DATA PROVIDED

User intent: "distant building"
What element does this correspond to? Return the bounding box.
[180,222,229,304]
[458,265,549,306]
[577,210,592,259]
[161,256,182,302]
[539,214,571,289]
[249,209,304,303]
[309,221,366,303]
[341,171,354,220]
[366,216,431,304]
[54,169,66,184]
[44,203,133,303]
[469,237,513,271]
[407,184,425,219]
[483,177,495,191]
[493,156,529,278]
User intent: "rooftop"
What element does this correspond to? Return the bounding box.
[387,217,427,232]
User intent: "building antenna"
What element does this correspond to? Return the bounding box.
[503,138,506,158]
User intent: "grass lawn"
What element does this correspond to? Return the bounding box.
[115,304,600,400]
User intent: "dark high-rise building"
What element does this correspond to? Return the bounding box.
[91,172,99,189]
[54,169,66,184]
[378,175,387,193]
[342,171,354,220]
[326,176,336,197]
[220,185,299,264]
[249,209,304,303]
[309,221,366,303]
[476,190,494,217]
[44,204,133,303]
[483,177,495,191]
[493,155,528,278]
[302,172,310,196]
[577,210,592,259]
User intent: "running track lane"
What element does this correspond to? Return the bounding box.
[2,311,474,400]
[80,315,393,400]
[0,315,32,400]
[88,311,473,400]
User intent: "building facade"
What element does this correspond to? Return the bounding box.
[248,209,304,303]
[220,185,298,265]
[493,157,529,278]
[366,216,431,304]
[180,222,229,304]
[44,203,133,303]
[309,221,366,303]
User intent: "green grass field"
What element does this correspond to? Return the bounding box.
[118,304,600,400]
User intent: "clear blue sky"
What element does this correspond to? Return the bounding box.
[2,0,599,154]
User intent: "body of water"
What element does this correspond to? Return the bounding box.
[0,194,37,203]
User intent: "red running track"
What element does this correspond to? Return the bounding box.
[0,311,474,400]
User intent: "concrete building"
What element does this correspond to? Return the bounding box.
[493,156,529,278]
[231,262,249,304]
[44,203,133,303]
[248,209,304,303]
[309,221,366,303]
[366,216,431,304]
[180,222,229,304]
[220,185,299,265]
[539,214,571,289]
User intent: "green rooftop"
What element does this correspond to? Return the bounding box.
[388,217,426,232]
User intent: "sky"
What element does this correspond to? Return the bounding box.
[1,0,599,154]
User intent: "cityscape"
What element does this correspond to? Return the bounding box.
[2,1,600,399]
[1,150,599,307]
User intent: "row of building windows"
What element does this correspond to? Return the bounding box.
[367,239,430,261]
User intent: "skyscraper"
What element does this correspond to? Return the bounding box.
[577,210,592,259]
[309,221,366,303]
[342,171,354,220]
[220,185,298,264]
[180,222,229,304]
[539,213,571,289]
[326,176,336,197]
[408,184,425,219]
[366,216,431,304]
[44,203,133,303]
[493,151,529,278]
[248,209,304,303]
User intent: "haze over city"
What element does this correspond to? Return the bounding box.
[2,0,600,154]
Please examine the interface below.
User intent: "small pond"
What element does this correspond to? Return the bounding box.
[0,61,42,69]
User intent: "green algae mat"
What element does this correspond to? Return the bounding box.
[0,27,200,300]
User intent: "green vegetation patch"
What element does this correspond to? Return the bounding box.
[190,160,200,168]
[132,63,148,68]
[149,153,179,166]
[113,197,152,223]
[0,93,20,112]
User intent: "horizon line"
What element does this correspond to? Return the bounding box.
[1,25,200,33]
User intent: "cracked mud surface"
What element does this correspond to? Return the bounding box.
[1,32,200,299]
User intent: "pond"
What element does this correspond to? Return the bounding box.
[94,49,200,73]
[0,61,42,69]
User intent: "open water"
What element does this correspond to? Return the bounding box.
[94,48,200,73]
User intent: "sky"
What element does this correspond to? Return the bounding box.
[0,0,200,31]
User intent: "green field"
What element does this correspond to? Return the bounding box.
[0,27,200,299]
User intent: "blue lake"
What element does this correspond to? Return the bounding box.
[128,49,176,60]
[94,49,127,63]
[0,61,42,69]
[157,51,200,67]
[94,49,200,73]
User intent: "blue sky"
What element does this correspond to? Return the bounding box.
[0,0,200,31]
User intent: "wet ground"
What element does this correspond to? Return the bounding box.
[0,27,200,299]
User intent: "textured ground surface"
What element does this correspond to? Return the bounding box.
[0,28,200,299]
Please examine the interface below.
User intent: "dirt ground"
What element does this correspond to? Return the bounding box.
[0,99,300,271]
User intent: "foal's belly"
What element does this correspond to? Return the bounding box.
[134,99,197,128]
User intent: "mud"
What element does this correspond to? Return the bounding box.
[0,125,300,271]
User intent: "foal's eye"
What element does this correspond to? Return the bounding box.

THE PROBLEM
Copy the whole listing, word for word.

EXPECTED ANSWER
User intent: "distant building"
What element does this correspond to? Return the bounding box.
[180,222,229,304]
[458,265,549,306]
[577,210,592,259]
[161,256,182,302]
[539,214,571,289]
[249,209,304,303]
[309,221,366,303]
[341,171,354,220]
[366,216,431,304]
[54,169,66,184]
[44,203,133,303]
[469,237,513,271]
[407,184,425,219]
[483,177,495,191]
[493,156,529,278]
User intent: "rooftop"
What element does this correspond to? Return the bounding box.
[387,217,427,232]
User intent: "building antenna"
What element does this correspond to? Return the bounding box.
[503,138,506,158]
User intent: "grass lawn"
What element does this correspond to? Return the bounding box.
[115,304,600,400]
User intent: "dark high-rise building"
What element does this correspond to? Return the bounding box.
[91,172,99,189]
[54,169,66,184]
[378,175,387,193]
[342,171,354,220]
[326,176,336,197]
[220,185,299,264]
[249,209,304,303]
[309,221,366,303]
[476,190,494,217]
[44,204,133,303]
[483,177,495,191]
[493,155,528,278]
[302,172,310,196]
[577,210,592,259]
User intent: "running track lane"
What element does this correspond to? Return the bounding box.
[2,311,474,400]
[80,315,393,400]
[0,315,32,400]
[88,311,473,400]
User intent: "building facade"
What element does this correspond to? Return the bounding box.
[248,209,304,303]
[220,185,298,265]
[493,157,529,278]
[366,216,431,304]
[180,222,229,304]
[44,203,133,303]
[309,221,366,303]
User intent: "green grass field"
What element does this correspond to? Return the bounding box.
[118,304,600,400]
User intent: "clear blue sky"
What element does this correspond to? Return the bounding box.
[2,0,599,154]
User intent: "body of water"
What element does this correspond to? Return the bounding box.
[0,194,37,203]
User intent: "red running track"
What element does this correspond to? Return the bounding box.
[0,311,474,400]
User intent: "concrete building"
What element does this correspond to? Return the bounding box.
[493,156,529,278]
[231,262,249,304]
[44,203,133,303]
[248,209,304,303]
[309,221,366,303]
[366,216,431,304]
[180,222,229,304]
[220,185,299,265]
[539,214,571,289]
User intent: "green rooftop"
What element does this correspond to? Return the bounding box.
[388,217,426,232]
User intent: "sky"
What element does this correspond to? Return the bounding box.
[1,0,599,154]
User intent: "cityscape"
What element does this correspond to? Return the bounding box.
[2,1,600,399]
[1,150,599,307]
User intent: "row of building windows"
What element does this correspond to? Return the bounding box.
[367,239,430,261]
User intent: "skyscraper"
What element does this correspond to? Return the bounding box.
[577,210,592,259]
[309,221,366,303]
[342,171,354,220]
[220,185,298,264]
[180,222,229,304]
[539,213,571,289]
[326,176,336,197]
[408,184,425,219]
[366,216,431,304]
[44,203,133,303]
[493,151,529,278]
[248,209,304,303]
User intent: "haze over city"
What element does this correspond to? Return the bounding box.
[2,0,600,154]
Please examine the interface below.
User intent: "small pond"
What element does this correspond to? Return the bounding box.
[0,61,42,69]
User intent: "green algae mat"
What element does this correspond to? Return the bounding box.
[0,27,200,300]
User intent: "green vegetation patch"
What element does this correspond to? Return the bounding box.
[190,160,200,168]
[132,63,148,68]
[149,153,179,166]
[113,197,152,223]
[0,93,20,112]
User intent: "horizon line"
What element does this correspond to? Return the bounding box.
[1,25,200,33]
User intent: "cracked mud surface"
What element does this correspond to? Return the bounding box.
[1,32,200,299]
User intent: "pond"
What element does this correspond to? Return the bounding box.
[94,49,200,73]
[0,61,42,69]
User intent: "open water"
What element does this correspond to? Return the bounding box.
[94,48,200,73]
User intent: "sky"
What element does this correspond to? Return the bounding box.
[0,0,200,31]
User intent: "green field"
What element does this correspond to? Return the bounding box.
[0,27,200,299]
User intent: "blue lake"
What element does this correspond to? Return the bounding box.
[128,49,176,60]
[94,49,127,63]
[0,61,42,69]
[157,51,200,67]
[94,49,200,73]
User intent: "blue sky"
What element does this correspond to? Return the bounding box.
[0,0,200,31]
User intent: "wet ground"
What element does this correspond to? Return the bounding box.
[0,27,200,299]
User intent: "textured ground surface"
What element does this correspond to? Return the bounding box.
[0,28,200,299]
Please examine the interface below.
User intent: "dirt ground"
What element does this correspond to? Return the bounding box.
[0,99,300,271]
User intent: "foal's belly"
What element does this correspond to? Return the bounding box.
[134,99,197,128]
User intent: "mud"
What element does this correspond to? Return the bounding box.
[0,125,300,271]
User intent: "foal's eye"
What element does this correspond to? Return the bounding box.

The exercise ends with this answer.